*Texte de la page:*
CJ : J’en suis content…

La seconde fois, tout en le trouvant aussi réjouissant, j’ai surtout découvert qu’il regorgeait de réflexions sur le cinéma…

… et sur les rapports entre la réalité et la fiction

Pourrait-on qualifier votre film de « fiction autobiographique » ?

Il est vrai que j’étais au moment du tournage un jeune cinéaste sans le sou et que l’histoire de mon film est celle d’un jeune réalisateur qui souhaite faire un film alors qu’il n’a pas d’argent.
Mais mon film n’est pas nombriliste, il est plutôt centré sur la possibilité d’avoir un autre regard sur la fiction et sur la réalité. La réalité je ne sais pas ce qu’elle est, puisque chacun la voit en fonction de ce qu’il est. La fiction m’intéresse beaucoup plus, par ce qu’elle recèle
d’inventivité et d’inattendu. La vie est une fiction magnifique.

Mon film aborde aussi des questions essentielles au cinéma : pourquoi fait-on un film ? Y a-t-il une nécessité à filmer ? Qu’est-ce que le processus créatif ? Ne pas faire de film qu’est-ce que ça change. ?

Parmi ces questions, celle qui ressort le plus nettement parce qu’elle agrippe l’intérêt du spectateur est de savoir pourquoi, alors que votre premier film « Folie Privée » a fait très peu d’entrées (**), n’avez-vous pas été démotivé ? Pourquoi avez-vous eu envie de proposer à des copains de monter une histoire et de faire, en équipe, un film ?

Parce que j’avais le désir et la détermination de continuer à être cinéaste.

*Consigne:*
D'après l'entretien, pourquoi le cinéaste n'a-t-il pas été démotivé après le peu d'entrées de « Folie Privée » ?

*Données fournies:*

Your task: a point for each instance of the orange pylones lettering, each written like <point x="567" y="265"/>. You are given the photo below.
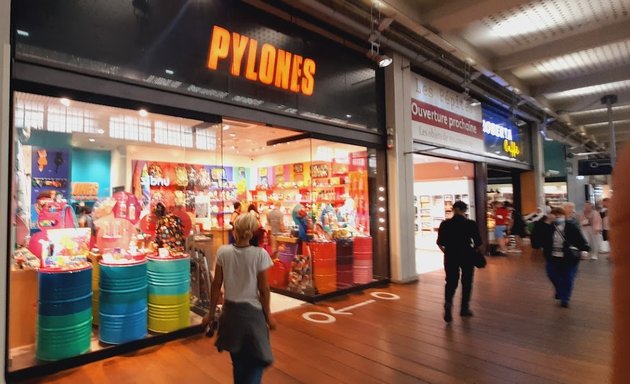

*Réponse:*
Il avait le désir et la détermination de continuer à être cinéaste.